## BEGIN DATA ROWS
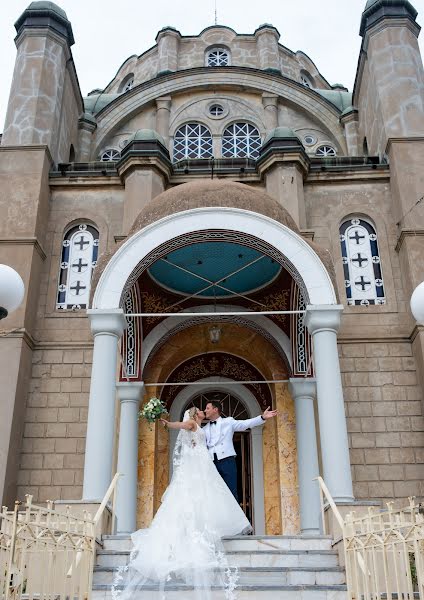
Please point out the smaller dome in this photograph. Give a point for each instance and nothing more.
(146, 135)
(44, 5)
(281, 132)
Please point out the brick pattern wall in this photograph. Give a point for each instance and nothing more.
(385, 420)
(52, 458)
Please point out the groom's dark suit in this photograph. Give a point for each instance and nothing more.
(219, 440)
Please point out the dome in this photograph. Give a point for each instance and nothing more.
(211, 193)
(281, 132)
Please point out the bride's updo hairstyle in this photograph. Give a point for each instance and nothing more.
(193, 412)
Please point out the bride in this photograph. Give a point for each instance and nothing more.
(183, 544)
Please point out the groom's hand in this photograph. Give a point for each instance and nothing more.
(268, 414)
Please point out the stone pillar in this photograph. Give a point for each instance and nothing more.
(86, 127)
(163, 112)
(107, 327)
(350, 122)
(267, 37)
(323, 323)
(168, 41)
(270, 104)
(303, 392)
(44, 69)
(126, 500)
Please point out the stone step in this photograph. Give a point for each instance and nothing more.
(245, 592)
(245, 558)
(269, 576)
(251, 542)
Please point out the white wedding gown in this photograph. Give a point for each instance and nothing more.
(183, 544)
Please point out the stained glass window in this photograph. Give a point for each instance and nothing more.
(241, 140)
(192, 141)
(361, 263)
(80, 248)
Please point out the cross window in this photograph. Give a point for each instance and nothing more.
(361, 263)
(80, 249)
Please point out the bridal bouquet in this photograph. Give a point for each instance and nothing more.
(152, 410)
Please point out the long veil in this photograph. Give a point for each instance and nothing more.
(180, 550)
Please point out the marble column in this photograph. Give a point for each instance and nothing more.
(107, 326)
(323, 323)
(303, 391)
(126, 499)
(163, 111)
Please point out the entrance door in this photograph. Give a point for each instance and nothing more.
(233, 407)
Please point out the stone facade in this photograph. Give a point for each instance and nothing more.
(52, 179)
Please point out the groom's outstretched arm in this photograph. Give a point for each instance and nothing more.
(249, 423)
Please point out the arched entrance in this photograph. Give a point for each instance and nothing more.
(237, 217)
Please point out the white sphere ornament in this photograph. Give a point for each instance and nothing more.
(12, 289)
(417, 303)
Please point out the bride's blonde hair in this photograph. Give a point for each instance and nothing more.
(193, 412)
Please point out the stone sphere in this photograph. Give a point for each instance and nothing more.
(417, 303)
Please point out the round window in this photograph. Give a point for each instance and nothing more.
(216, 110)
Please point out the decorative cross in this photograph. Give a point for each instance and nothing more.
(81, 242)
(359, 259)
(78, 288)
(357, 237)
(362, 281)
(80, 265)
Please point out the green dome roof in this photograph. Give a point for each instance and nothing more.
(44, 5)
(281, 132)
(146, 135)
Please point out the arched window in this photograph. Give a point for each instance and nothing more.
(110, 155)
(217, 57)
(361, 263)
(192, 141)
(80, 248)
(325, 150)
(241, 140)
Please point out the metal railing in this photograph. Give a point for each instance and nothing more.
(46, 554)
(383, 549)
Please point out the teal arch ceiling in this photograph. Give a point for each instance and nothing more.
(191, 269)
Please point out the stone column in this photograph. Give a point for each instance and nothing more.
(163, 111)
(270, 104)
(303, 392)
(323, 323)
(126, 500)
(107, 327)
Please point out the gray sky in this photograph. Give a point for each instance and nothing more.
(108, 31)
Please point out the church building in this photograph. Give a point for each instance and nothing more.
(219, 222)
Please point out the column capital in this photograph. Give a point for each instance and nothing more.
(323, 317)
(164, 102)
(130, 391)
(107, 320)
(302, 387)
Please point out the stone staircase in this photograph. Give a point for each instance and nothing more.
(270, 568)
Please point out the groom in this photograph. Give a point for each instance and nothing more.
(219, 440)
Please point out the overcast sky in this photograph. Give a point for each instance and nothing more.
(108, 31)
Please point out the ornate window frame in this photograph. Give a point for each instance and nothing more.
(218, 56)
(76, 266)
(239, 140)
(363, 275)
(192, 140)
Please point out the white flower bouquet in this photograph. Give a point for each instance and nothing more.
(152, 410)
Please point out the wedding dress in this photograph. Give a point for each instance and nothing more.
(183, 544)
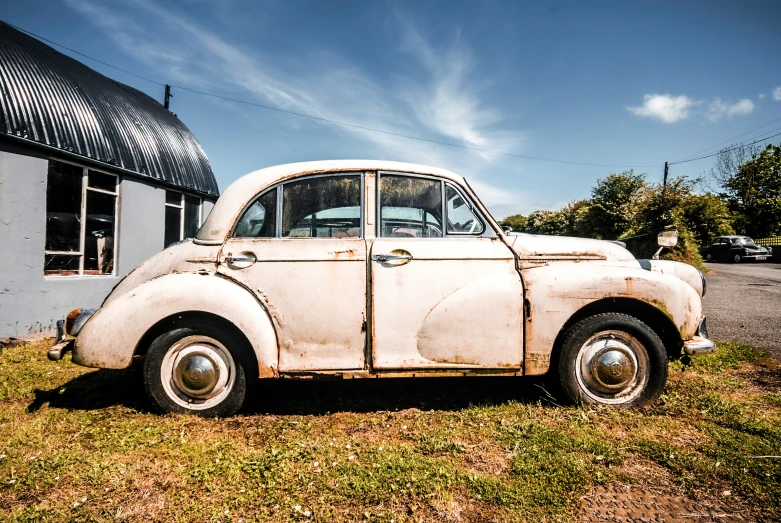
## END DATA ROWS
> _EXERCISE DIRECTIONS_:
Begin at the line that has "Please point out the overcast" and stop after the last line of the data. Rewrite every line in that range, subtracting 16 from each coordinate and leaving all other text unchanged. Leave the pictures out.

> _EXPECTED ANSWER_:
Please point out the overcast sky in this photograph. Give a point for each instance and nothing more.
(92, 15)
Please point out the ornate window frame in this photograph. Give a point for each instance and nothing more.
(202, 40)
(60, 250)
(223, 124)
(347, 259)
(176, 124)
Please point out the white flower bouquet in this photograph. Give a point for each instance and nothing more.
(136, 394)
Please point out the wedding dress in this photograph. Give a point for each instance and nothing more.
(167, 528)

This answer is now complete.